Data section:
◆ ◆ ◆ ◆

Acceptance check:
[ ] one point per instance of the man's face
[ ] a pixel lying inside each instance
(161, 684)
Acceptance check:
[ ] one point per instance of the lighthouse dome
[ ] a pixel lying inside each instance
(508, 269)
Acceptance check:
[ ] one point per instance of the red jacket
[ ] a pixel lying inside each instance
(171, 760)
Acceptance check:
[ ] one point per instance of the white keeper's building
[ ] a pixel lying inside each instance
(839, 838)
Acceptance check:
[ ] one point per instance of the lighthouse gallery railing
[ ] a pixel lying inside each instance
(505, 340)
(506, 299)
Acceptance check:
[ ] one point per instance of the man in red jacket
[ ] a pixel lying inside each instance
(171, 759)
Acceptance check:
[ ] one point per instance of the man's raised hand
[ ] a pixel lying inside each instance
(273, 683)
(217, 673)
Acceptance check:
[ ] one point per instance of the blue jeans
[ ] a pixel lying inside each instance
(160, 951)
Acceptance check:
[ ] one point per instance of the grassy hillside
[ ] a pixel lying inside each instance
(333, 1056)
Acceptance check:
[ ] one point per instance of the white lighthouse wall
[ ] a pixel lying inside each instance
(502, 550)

◆ ◆ ◆ ◆

Task item: Everything above from the line containing "[ ] one point per instance of the man's face" through the line containing "[ ] one point per instance of the white lighthouse" must be copied exactly. Nothing outside that range belongs in the answer.

Response to this exercise:
[ ] one point per instance of the man's face
[ ] a pixel lying inside each instance
(161, 684)
Acceptance check:
[ ] one point per instance of the lighthouse dome
[ ] a pixel lying inside each instance
(508, 269)
Acceptance check:
[ ] one point per instance of the red jacket
[ ] a pixel lying inside each instance
(171, 760)
Acceptance check:
[ ] one point per instance of the white keeper's building
[ ] a pixel lying inside each instance
(839, 838)
Acceptance check:
[ ] one point per instance of the lighthouse gallery railing
[ ] a pixel lying inside each instance
(505, 340)
(506, 299)
Acceptance check:
[ ] one point per instance of the man in red jacket
[ ] a pixel lying inside each instance
(171, 759)
Acceptance check:
[ ] one point per instance of the man's raised hand
[ ] a pixel lying inside each instance
(273, 683)
(217, 673)
Acceptance check:
[ ] one point per instance of the blue jeans
[ ] a pixel lying inside each instance
(160, 951)
Acceptance check:
[ ] one point per instance of the grassy hillside
[ ] a pixel lying inside each instance
(333, 1056)
Acceptance check:
[ ] one point per instance of the white lighthouse wall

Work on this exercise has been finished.